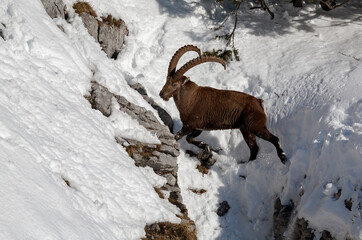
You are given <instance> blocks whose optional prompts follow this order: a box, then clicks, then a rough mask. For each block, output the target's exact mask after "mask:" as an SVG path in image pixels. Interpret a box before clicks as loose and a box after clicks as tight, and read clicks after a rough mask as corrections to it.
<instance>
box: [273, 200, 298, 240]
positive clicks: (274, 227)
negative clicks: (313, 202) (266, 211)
mask: <svg viewBox="0 0 362 240" xmlns="http://www.w3.org/2000/svg"><path fill="white" fill-rule="evenodd" d="M293 210H294V204H293V202H291V203H290V204H289V205H282V203H281V201H280V198H277V199H276V200H275V203H274V214H273V230H274V238H275V239H278V240H282V239H286V238H285V237H284V233H285V232H286V230H287V229H288V226H289V222H290V220H291V216H292V214H293Z"/></svg>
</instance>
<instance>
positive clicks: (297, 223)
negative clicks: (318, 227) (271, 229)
mask: <svg viewBox="0 0 362 240" xmlns="http://www.w3.org/2000/svg"><path fill="white" fill-rule="evenodd" d="M314 237H315V236H314V232H313V230H312V229H311V228H309V227H308V221H307V220H305V219H304V218H297V220H296V222H295V225H294V231H293V237H292V239H299V240H313V239H314Z"/></svg>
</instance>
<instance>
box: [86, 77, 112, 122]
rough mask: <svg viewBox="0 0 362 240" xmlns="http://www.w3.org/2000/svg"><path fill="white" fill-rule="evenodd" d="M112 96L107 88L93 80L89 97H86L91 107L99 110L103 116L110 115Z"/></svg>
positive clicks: (111, 104)
mask: <svg viewBox="0 0 362 240" xmlns="http://www.w3.org/2000/svg"><path fill="white" fill-rule="evenodd" d="M112 97H113V94H112V93H111V92H109V91H108V89H107V88H105V87H103V86H102V85H100V84H98V83H95V82H93V83H92V87H91V92H90V97H87V99H88V101H89V102H90V104H91V105H92V108H93V109H96V110H99V111H100V112H101V113H102V114H103V115H104V116H106V117H109V116H110V115H111V108H112Z"/></svg>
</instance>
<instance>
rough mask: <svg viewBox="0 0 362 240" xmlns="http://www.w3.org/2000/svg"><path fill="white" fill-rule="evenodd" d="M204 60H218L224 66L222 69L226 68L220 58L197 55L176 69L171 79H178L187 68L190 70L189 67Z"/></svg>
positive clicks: (218, 61)
mask: <svg viewBox="0 0 362 240" xmlns="http://www.w3.org/2000/svg"><path fill="white" fill-rule="evenodd" d="M205 62H218V63H220V64H222V65H223V66H224V69H226V63H225V62H224V60H222V59H221V58H218V57H211V56H207V57H198V58H194V59H192V60H191V61H188V62H187V63H185V65H183V66H182V67H181V68H180V69H179V70H177V72H176V73H175V74H174V76H173V79H174V80H177V79H180V78H181V77H182V76H183V75H184V74H185V73H186V72H187V71H188V70H190V69H191V68H193V67H195V66H197V65H199V64H201V63H205Z"/></svg>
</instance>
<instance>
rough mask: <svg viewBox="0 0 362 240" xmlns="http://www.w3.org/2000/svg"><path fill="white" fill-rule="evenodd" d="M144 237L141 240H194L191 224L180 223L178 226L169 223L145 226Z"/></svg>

********

→ **WORK TO BE COMPLETED**:
Take every line from the records above that has the word "rough" and copy it.

→ **EXERCISE RESULT**:
You are given <instance> blocks whose optional prompts follow this order: a box, then clicks, then a rough mask. For each block, output the target's exact mask after "mask:" as an SVG path in image pixels. Interpret a box before clicks as loose and a box after clicks as tight, and read clicks after a rough mask as corrections to it.
rough mask: <svg viewBox="0 0 362 240" xmlns="http://www.w3.org/2000/svg"><path fill="white" fill-rule="evenodd" d="M112 96L107 88L93 80L89 97H86L91 107L99 110L103 116L110 115Z"/></svg>
rough mask: <svg viewBox="0 0 362 240" xmlns="http://www.w3.org/2000/svg"><path fill="white" fill-rule="evenodd" d="M204 60H218L224 66L222 69L226 68L220 58L197 55L176 69L171 79H178L187 68L190 70L189 67Z"/></svg>
rough mask: <svg viewBox="0 0 362 240" xmlns="http://www.w3.org/2000/svg"><path fill="white" fill-rule="evenodd" d="M144 237L141 240H194L191 224L180 223L178 226L169 223L145 226Z"/></svg>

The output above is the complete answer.